START Extracted information

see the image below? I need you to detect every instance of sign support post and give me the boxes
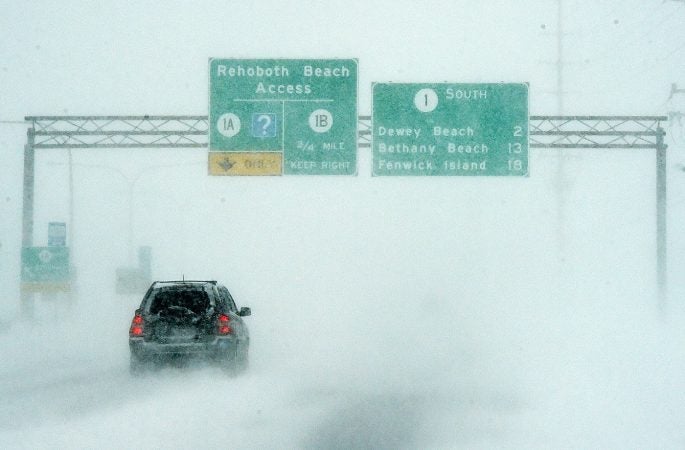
[20,114,670,313]
[21,128,35,318]
[656,126,667,310]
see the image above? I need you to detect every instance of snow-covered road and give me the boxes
[2,289,684,449]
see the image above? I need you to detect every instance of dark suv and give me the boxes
[128,280,251,374]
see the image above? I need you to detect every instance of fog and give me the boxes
[1,1,685,448]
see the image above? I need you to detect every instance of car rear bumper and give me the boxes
[129,336,237,359]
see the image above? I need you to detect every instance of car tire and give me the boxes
[235,344,249,373]
[130,355,150,376]
[214,347,240,375]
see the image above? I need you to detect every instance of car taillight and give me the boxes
[217,314,232,335]
[129,314,144,337]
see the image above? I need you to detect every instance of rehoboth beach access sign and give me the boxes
[209,58,358,176]
[372,83,529,176]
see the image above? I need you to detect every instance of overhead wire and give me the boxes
[655,40,685,61]
[578,3,683,64]
[565,0,659,40]
[0,120,29,124]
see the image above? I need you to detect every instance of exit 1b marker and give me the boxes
[309,109,332,133]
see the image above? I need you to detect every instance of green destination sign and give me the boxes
[373,83,529,176]
[209,58,358,175]
[21,246,70,283]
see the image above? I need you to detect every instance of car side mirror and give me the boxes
[239,307,251,317]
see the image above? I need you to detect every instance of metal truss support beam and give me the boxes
[25,115,667,150]
[529,116,667,148]
[529,115,669,310]
[21,114,670,310]
[25,115,208,148]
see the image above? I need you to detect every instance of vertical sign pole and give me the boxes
[68,147,76,305]
[68,148,74,252]
[21,127,35,318]
[656,126,667,312]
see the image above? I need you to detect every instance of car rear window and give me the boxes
[148,287,211,315]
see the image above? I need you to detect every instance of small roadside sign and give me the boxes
[48,222,67,246]
[116,267,150,295]
[21,246,70,292]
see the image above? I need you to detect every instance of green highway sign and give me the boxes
[21,246,70,283]
[209,58,358,175]
[372,83,529,176]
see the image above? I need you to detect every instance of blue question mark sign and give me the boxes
[252,113,276,137]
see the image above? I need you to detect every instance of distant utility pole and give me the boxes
[555,0,568,272]
[556,0,564,114]
[670,83,684,180]
[669,83,685,100]
[670,111,684,124]
[669,82,684,128]
[664,82,683,310]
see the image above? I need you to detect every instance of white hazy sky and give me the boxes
[1,1,685,449]
[0,0,682,117]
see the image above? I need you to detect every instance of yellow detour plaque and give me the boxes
[209,152,283,176]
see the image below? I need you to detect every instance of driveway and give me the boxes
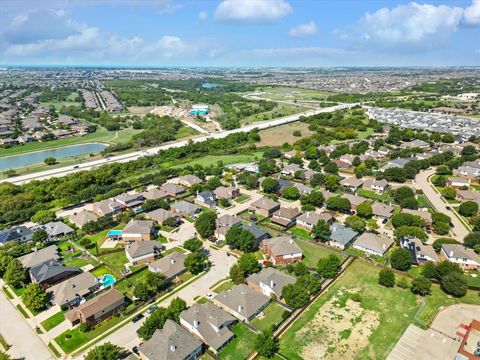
[414,168,470,242]
[0,288,54,360]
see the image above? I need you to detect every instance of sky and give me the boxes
[0,0,479,67]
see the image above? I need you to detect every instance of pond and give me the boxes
[0,143,108,171]
[201,83,220,89]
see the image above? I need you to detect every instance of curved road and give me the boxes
[2,103,355,185]
[414,168,470,242]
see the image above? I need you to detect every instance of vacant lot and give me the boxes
[257,122,314,147]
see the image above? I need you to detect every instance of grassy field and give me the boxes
[294,239,345,268]
[290,226,313,240]
[99,251,128,272]
[64,256,99,268]
[257,122,315,147]
[41,311,66,331]
[241,103,308,125]
[172,152,263,169]
[356,189,393,202]
[219,322,257,360]
[279,259,480,360]
[257,86,332,102]
[250,302,287,332]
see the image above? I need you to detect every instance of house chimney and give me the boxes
[383,243,386,250]
[289,239,294,245]
[170,344,176,352]
[270,280,275,288]
[449,250,454,257]
[171,258,176,264]
[193,320,199,328]
[238,305,243,313]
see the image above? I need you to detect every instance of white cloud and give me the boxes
[198,11,208,21]
[214,0,292,22]
[289,21,317,37]
[338,2,465,49]
[243,47,351,57]
[463,0,480,25]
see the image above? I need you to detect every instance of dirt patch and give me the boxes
[257,122,314,147]
[297,288,380,360]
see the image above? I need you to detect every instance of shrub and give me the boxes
[411,276,432,296]
[440,272,468,297]
[378,269,395,288]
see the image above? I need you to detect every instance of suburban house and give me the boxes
[141,188,169,201]
[246,267,296,299]
[457,190,480,205]
[40,221,75,240]
[48,272,100,307]
[0,225,33,246]
[145,208,179,225]
[213,284,270,322]
[171,201,201,218]
[215,215,242,241]
[91,199,124,217]
[122,220,155,241]
[342,194,368,211]
[114,193,144,208]
[296,212,334,232]
[261,236,303,264]
[401,139,430,149]
[139,319,203,360]
[250,197,281,217]
[277,178,293,192]
[239,223,270,244]
[447,177,471,188]
[372,203,395,219]
[180,302,236,354]
[329,222,358,249]
[340,177,364,192]
[65,288,125,326]
[293,182,313,195]
[300,169,317,181]
[178,175,202,188]
[148,252,187,281]
[400,238,438,264]
[214,186,240,200]
[69,211,99,229]
[284,150,301,159]
[29,261,82,287]
[281,163,302,176]
[440,244,480,270]
[271,207,301,228]
[125,240,161,265]
[160,183,186,197]
[362,179,389,194]
[19,245,60,269]
[352,232,394,257]
[195,190,216,208]
[403,209,433,228]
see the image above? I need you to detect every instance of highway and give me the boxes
[2,103,354,185]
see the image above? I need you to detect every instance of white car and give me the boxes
[205,292,214,300]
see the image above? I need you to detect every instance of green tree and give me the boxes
[31,209,56,225]
[44,157,57,165]
[421,261,438,278]
[238,253,261,276]
[324,174,340,192]
[393,226,428,242]
[317,254,341,278]
[22,283,48,312]
[297,273,321,295]
[183,238,204,253]
[4,259,27,288]
[184,252,208,275]
[442,187,457,200]
[326,196,351,213]
[356,201,373,219]
[133,282,151,301]
[432,221,450,235]
[300,190,324,208]
[85,343,121,360]
[378,269,395,288]
[194,211,217,239]
[144,272,165,293]
[392,187,415,202]
[262,178,280,194]
[345,215,366,233]
[229,264,245,284]
[281,186,300,200]
[435,260,463,280]
[0,351,12,360]
[389,248,412,271]
[225,225,256,252]
[464,232,480,249]
[432,238,459,252]
[411,276,432,296]
[254,331,279,358]
[312,220,331,242]
[282,283,310,308]
[440,272,468,297]
[32,229,49,243]
[459,201,479,217]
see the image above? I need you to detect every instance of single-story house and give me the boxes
[403,209,433,228]
[261,236,303,265]
[281,163,302,176]
[178,175,202,188]
[139,319,203,360]
[296,211,334,232]
[372,203,395,219]
[0,226,33,246]
[214,186,240,200]
[215,215,242,241]
[48,272,100,307]
[440,244,480,270]
[41,221,75,240]
[340,177,364,192]
[18,245,60,269]
[447,177,471,188]
[69,211,99,229]
[171,201,201,218]
[148,252,187,281]
[239,223,270,244]
[29,261,82,287]
[329,222,358,249]
[114,193,144,208]
[250,197,281,217]
[180,302,236,354]
[122,220,155,241]
[125,240,161,265]
[65,288,125,326]
[213,284,270,322]
[141,188,169,201]
[271,207,301,228]
[91,199,124,217]
[353,232,394,257]
[247,267,296,299]
[145,208,179,225]
[342,194,368,211]
[160,183,186,198]
[400,238,438,264]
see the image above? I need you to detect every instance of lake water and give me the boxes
[202,83,219,89]
[0,143,108,171]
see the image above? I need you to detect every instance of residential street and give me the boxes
[0,285,54,360]
[414,168,470,242]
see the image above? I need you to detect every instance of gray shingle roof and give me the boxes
[262,236,302,257]
[213,284,270,320]
[18,245,59,269]
[125,240,160,258]
[148,252,186,279]
[353,232,393,255]
[329,222,358,246]
[247,267,295,297]
[30,261,81,284]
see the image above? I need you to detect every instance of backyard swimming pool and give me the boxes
[107,229,123,237]
[101,274,116,287]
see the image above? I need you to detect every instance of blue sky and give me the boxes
[0,0,479,66]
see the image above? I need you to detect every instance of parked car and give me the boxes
[205,292,214,300]
[73,165,79,169]
[132,314,144,323]
[147,305,158,314]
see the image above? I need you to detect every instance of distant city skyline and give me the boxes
[1,0,479,67]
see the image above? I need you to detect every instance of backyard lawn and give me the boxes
[219,322,257,360]
[41,311,66,331]
[290,226,312,240]
[64,256,99,268]
[99,251,128,272]
[250,302,288,332]
[58,241,81,259]
[294,239,345,268]
[356,188,392,202]
[279,259,480,360]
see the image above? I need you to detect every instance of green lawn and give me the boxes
[41,311,66,331]
[235,194,250,203]
[279,259,480,360]
[250,302,287,332]
[48,342,62,358]
[172,152,263,169]
[99,251,128,272]
[58,241,81,259]
[356,188,392,202]
[64,256,99,268]
[290,226,312,240]
[294,239,345,268]
[416,194,432,209]
[212,280,234,294]
[85,224,125,253]
[90,265,117,279]
[16,304,30,318]
[219,322,257,360]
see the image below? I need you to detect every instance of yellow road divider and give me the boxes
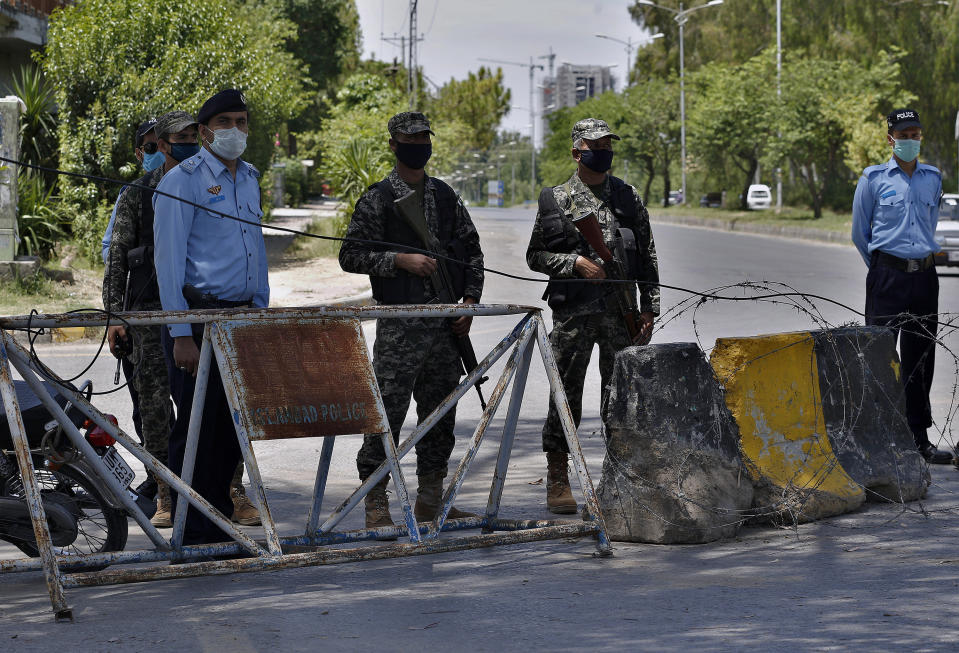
[711,332,865,523]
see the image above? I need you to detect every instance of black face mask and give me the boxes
[394,142,432,169]
[169,143,201,162]
[577,148,614,173]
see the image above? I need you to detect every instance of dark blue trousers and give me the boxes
[864,256,938,447]
[161,327,242,545]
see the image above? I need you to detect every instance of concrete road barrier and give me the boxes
[598,343,754,544]
[812,327,929,502]
[711,332,866,524]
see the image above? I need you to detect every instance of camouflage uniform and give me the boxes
[527,119,659,454]
[102,167,173,470]
[339,167,484,479]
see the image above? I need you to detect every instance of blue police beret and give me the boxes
[197,89,248,125]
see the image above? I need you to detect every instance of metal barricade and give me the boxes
[0,305,611,621]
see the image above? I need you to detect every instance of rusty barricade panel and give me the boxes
[211,317,389,439]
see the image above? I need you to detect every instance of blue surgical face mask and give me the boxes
[142,150,164,172]
[170,143,200,162]
[892,137,921,163]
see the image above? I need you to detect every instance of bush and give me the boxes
[41,0,310,263]
[16,169,68,260]
[278,157,308,207]
[70,201,113,265]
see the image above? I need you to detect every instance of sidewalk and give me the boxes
[265,200,372,308]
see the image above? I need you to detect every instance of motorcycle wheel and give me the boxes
[3,454,128,569]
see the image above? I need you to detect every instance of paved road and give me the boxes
[4,206,959,650]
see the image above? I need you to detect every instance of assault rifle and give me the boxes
[570,210,649,344]
[393,191,489,409]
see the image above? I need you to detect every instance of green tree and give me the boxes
[317,73,403,224]
[630,0,958,190]
[429,67,511,151]
[767,52,913,217]
[537,81,681,206]
[270,0,361,138]
[687,52,777,209]
[41,0,310,261]
[274,0,360,94]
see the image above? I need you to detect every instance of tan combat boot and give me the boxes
[231,485,262,526]
[546,452,577,514]
[150,481,173,528]
[414,471,478,522]
[364,479,397,540]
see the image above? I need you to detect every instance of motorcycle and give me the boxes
[0,379,132,568]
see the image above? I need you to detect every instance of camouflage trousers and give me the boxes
[356,318,462,480]
[129,323,173,471]
[541,304,631,453]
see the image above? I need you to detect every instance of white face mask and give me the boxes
[206,126,248,160]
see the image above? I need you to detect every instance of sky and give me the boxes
[354,0,654,144]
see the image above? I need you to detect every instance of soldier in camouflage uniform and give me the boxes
[103,110,200,528]
[526,117,660,514]
[339,111,484,530]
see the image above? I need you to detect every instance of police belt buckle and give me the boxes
[906,259,921,273]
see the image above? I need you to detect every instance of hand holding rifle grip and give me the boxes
[393,192,489,408]
[571,211,644,343]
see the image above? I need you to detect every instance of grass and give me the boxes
[648,204,852,234]
[285,216,348,261]
[0,261,104,317]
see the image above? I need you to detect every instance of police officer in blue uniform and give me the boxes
[852,108,951,464]
[153,89,269,544]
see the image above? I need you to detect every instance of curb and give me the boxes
[649,213,850,246]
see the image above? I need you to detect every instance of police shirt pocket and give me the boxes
[878,194,905,221]
[248,202,263,221]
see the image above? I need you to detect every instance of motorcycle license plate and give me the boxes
[101,447,135,489]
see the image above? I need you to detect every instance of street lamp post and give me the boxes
[594,32,664,87]
[775,0,782,212]
[479,57,544,201]
[638,0,723,206]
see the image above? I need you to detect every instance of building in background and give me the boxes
[540,63,615,140]
[0,0,70,91]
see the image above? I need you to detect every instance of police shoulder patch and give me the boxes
[244,161,261,179]
[918,162,942,177]
[863,163,886,179]
[179,155,201,174]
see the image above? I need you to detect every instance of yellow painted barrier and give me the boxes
[711,332,865,522]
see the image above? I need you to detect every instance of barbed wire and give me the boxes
[2,155,958,539]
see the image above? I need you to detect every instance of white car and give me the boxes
[746,184,772,210]
[934,193,959,267]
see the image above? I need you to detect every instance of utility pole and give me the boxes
[382,2,423,109]
[539,47,556,78]
[381,33,407,83]
[775,0,783,212]
[478,56,544,200]
[637,0,724,205]
[408,0,419,109]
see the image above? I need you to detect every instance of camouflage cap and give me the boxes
[571,117,620,142]
[154,110,197,141]
[388,111,435,137]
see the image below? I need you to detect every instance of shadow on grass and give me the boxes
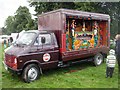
[42,61,94,77]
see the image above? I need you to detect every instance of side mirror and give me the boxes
[41,37,46,44]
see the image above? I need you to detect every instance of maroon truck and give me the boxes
[3,9,110,82]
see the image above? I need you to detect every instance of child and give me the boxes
[3,39,7,48]
[106,49,116,78]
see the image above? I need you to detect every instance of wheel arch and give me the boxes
[99,52,107,61]
[22,60,43,75]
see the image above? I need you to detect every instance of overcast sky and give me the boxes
[0,0,36,28]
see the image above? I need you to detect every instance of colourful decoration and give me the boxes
[66,20,73,51]
[70,20,76,50]
[99,28,103,45]
[74,39,81,50]
[66,18,101,51]
[66,15,92,20]
[71,20,76,37]
[72,37,75,50]
[88,34,94,48]
[80,40,90,49]
[74,31,93,50]
[66,32,69,50]
[82,22,86,32]
[93,21,99,47]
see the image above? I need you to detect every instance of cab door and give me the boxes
[34,33,59,69]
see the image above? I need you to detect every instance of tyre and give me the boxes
[93,53,103,66]
[22,64,40,83]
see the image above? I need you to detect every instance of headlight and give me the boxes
[14,58,17,64]
[13,58,17,70]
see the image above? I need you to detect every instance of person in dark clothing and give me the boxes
[8,37,13,46]
[9,37,13,43]
[115,34,120,72]
[3,39,7,48]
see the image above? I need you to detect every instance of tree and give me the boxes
[14,6,35,33]
[29,2,75,15]
[74,2,95,12]
[4,16,15,35]
[29,2,96,15]
[3,6,36,35]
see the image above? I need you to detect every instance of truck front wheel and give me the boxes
[93,53,103,66]
[22,64,40,83]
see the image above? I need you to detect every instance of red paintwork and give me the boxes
[61,34,66,52]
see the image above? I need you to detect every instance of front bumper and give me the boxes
[2,61,22,75]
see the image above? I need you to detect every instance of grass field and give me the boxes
[0,44,2,89]
[0,45,119,88]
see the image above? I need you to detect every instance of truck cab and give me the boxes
[3,30,59,82]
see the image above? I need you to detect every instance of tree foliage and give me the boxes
[74,2,95,12]
[29,2,76,15]
[29,2,96,15]
[3,6,36,35]
[4,16,15,35]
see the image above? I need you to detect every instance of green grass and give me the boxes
[1,45,119,88]
[0,45,2,89]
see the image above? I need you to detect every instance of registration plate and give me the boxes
[2,61,8,71]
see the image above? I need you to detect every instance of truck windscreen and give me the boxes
[15,32,36,46]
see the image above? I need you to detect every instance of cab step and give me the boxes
[58,58,93,67]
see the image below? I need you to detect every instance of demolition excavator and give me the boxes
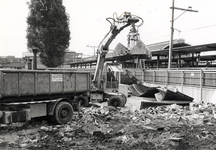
[89,12,151,107]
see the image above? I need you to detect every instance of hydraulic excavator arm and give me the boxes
[92,12,142,90]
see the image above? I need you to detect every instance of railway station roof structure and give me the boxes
[68,38,216,68]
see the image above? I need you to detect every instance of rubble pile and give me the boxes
[1,102,216,149]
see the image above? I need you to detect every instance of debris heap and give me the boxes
[1,102,216,150]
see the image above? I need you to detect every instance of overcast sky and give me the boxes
[0,0,216,57]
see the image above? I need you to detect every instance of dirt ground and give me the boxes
[1,96,216,150]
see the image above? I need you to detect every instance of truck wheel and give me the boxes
[108,96,125,107]
[74,96,89,107]
[119,93,127,104]
[54,101,73,125]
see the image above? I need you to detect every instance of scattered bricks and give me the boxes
[184,106,190,111]
[41,135,48,140]
[203,118,209,124]
[206,122,214,126]
[19,143,28,148]
[93,131,105,139]
[142,125,157,131]
[42,120,48,125]
[72,112,80,120]
[57,132,64,138]
[0,139,4,144]
[170,137,182,146]
[178,116,189,126]
[61,137,72,142]
[40,126,49,131]
[157,126,165,131]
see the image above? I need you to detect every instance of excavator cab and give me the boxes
[95,62,127,107]
[103,63,122,92]
[90,62,127,107]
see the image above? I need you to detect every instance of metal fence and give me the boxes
[142,69,216,88]
[123,68,216,88]
[121,68,216,102]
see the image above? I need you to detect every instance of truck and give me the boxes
[0,69,90,124]
[0,12,147,124]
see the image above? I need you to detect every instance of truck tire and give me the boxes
[108,96,125,107]
[119,93,127,104]
[74,96,89,107]
[54,101,73,125]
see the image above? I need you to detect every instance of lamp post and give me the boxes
[28,58,32,70]
[32,49,38,70]
[168,0,198,69]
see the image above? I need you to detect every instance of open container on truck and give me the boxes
[0,69,90,124]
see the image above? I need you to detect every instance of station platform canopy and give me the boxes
[68,38,216,66]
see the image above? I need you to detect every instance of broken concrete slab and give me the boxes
[155,87,194,102]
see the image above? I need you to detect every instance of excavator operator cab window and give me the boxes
[107,68,115,81]
[105,67,119,89]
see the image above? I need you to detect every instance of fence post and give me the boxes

END Extracted information

## Exercise
Please transcribe word for word the lines from the line with "dirt ground and give me the boxes" to the end of the material, both ends included.

## Result of this exercise
see the image above? I need you to detect every instance of dirt ground and give me the boxes
[1,96,216,150]
see the image above? I need you to detect every instance of truck wheel and give me the boxes
[108,96,125,107]
[74,96,89,107]
[119,93,127,104]
[54,101,73,125]
see the image above? I need you to detect every instance of scattered bricks and give me the boxes
[184,106,190,111]
[41,135,48,140]
[203,118,209,124]
[206,122,214,126]
[19,143,28,148]
[93,131,105,139]
[142,125,157,131]
[42,120,48,125]
[72,112,80,120]
[57,132,64,138]
[0,139,4,144]
[170,137,182,146]
[178,116,189,126]
[61,137,72,142]
[40,126,49,131]
[157,126,165,131]
see the image above? I need you to detect every instance of excavator cab and give me the boxes
[95,62,127,107]
[103,63,122,92]
[90,62,127,107]
see the image above? I need you to detect every instance of metal fence and give me the boxes
[142,69,216,88]
[123,68,216,88]
[121,68,216,102]
see the image above? I need you to detect every instance of truck and give me the boxes
[0,69,90,124]
[0,12,147,124]
see the image above? I need you to detect every instance of truck tire and give me the boxes
[108,96,125,107]
[119,93,127,104]
[74,96,89,107]
[54,101,73,125]
see the image above? I need you to detect every instance of lamp post and give me the boxes
[28,58,32,70]
[32,49,38,70]
[168,0,198,69]
see the image above? I need you to detect every instance of open container on truck and give me the boxes
[0,69,90,124]
see the image above? I need you to detect every instance of station platform canopy and give me the boxes
[68,38,216,66]
see the image above? I need you to detect every instance of broken concrete slab and give me the boxes
[155,87,194,102]
see the image above? I need you to detect every instance of excavator operator cab window and give me the boxes
[107,68,115,81]
[105,67,119,89]
see the image above? I need you to detect every instance of fence post and give me the boxes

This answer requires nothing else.